Problem statement:
Render every one of the items below as a JSON list of strings, with one string per line and blank lines omitted. Leave the pictures out of the answer.

------------------------------------------------

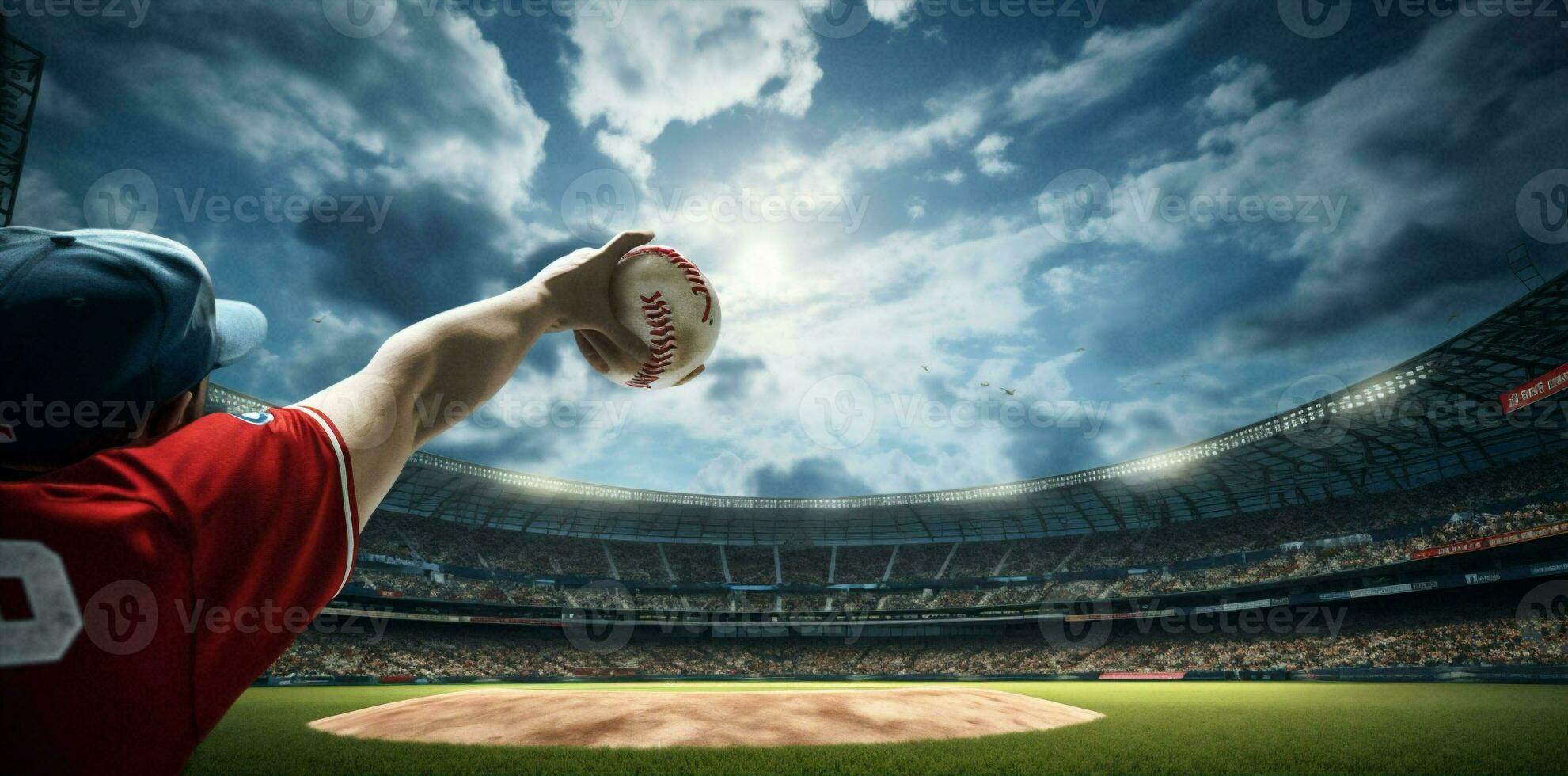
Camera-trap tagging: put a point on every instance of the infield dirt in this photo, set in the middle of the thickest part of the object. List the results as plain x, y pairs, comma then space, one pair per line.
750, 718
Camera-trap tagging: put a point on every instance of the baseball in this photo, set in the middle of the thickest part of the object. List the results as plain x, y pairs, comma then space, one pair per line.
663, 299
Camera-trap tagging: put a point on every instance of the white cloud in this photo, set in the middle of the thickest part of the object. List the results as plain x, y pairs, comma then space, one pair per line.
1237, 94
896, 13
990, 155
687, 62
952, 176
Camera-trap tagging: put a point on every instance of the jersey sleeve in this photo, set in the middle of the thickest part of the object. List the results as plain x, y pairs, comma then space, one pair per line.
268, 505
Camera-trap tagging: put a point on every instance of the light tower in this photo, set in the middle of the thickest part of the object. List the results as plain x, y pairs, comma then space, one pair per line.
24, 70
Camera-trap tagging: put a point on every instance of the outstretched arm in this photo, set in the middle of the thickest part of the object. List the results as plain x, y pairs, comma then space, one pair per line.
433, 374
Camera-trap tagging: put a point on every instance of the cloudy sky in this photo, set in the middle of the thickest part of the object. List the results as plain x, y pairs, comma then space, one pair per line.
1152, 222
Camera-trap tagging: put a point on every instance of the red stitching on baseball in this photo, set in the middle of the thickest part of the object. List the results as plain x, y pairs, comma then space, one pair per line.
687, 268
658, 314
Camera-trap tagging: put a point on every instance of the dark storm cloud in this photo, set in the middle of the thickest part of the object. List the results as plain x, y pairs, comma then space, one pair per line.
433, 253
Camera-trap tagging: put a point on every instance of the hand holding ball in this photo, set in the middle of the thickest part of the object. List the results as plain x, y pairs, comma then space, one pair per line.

------------------------------------------------

Written solution:
[
  "Camera-trap tagging: put a point on every instance of the infield dirt in this photo, set in the middle of the thickest part of the object. List the results as plain x, y pairs, comma then space, one pair per line.",
  "750, 718",
  "Camera-trap tagging: put a point on every instance of the baseball in this photo, set in the middle of the thickest part of the object. List the results as plain x, y pairs, comma then space, one pair per line.",
  "663, 299",
  "Camera-trap tagging: put a point on every instance of the white cloud in this photo, set in the middle of the thickest part of the object. List the results as plain x, y pairs, comma then space, one pair per line.",
  "1237, 94",
  "896, 13",
  "990, 155",
  "687, 62",
  "952, 176",
  "Camera-trap tagging: put a point on every instance of the jersey sleeve in this photo, set in the middle of the thickest part of the object. List the results as plain x, y pairs, comma then space, one pair per line.",
  "268, 505",
  "Camera-trap tagging: put a point on every instance of the light tower in this photo, set in the middle of the thickest part of the object. List the results as plain x, y pairs, comma then space, one pair per line.",
  "24, 70",
  "Camera-trap tagging: put a point on every instance of the outstretched arm in this photo, set in the middle of the thickest part of the object. List the results as plain x, y pairs, comma then space, one pair per line.",
  "433, 374",
  "Camera-trap tagging: put a point on every instance of the cloudy sky in this photo, set in the middle of the thickest part of the object. List the results as plain x, y pairs, comma then space, one pair per line.",
  "1152, 222",
  "Camera-trap tagging: put a point on every instance of the red stitching on baseball in this photo, set in the middle of the thickest part of the object. List the results as plain x, y pairs, comma then space, one pair per line.",
  "687, 268",
  "658, 314",
  "Camera-trap tagging: put a point on every instance of the dark storm cloud in this photo, set in the middle of the thickest part of the object. List the results as plain x, y pairs, comma then space, one pair per line.",
  "433, 253",
  "Camera-trap tagging: put a point on every instance of the hand holding ball in this photo, set in the middle of the thickest part of the object. List the results as plain x, y pairs, comma then space, one pair per line."
]